Only the lines from the one containing "the blue water." through the last line of the listing are to be given again, exactly as they appear.

------------------------

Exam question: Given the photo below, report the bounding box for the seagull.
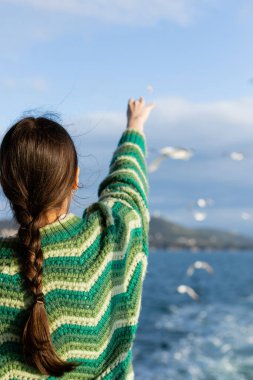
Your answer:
[177,285,200,302]
[160,147,194,160]
[148,155,168,173]
[187,198,215,210]
[187,261,214,277]
[193,211,207,222]
[196,198,215,208]
[229,152,244,161]
[148,146,194,173]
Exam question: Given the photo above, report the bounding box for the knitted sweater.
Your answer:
[0,128,149,380]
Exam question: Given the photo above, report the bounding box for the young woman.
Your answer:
[0,97,155,379]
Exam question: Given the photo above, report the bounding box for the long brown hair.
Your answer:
[0,115,81,376]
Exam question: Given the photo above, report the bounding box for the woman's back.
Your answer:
[0,98,153,379]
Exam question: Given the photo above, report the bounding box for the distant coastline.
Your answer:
[149,215,253,251]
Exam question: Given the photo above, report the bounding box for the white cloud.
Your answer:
[156,96,253,127]
[144,96,253,151]
[2,0,207,26]
[71,96,253,150]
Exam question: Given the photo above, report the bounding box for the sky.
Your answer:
[0,0,253,236]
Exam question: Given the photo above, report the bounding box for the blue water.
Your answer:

------------------------

ANSWER BOX
Exam question: Given the photo above, report the bounding box for the blue water.
Your answer:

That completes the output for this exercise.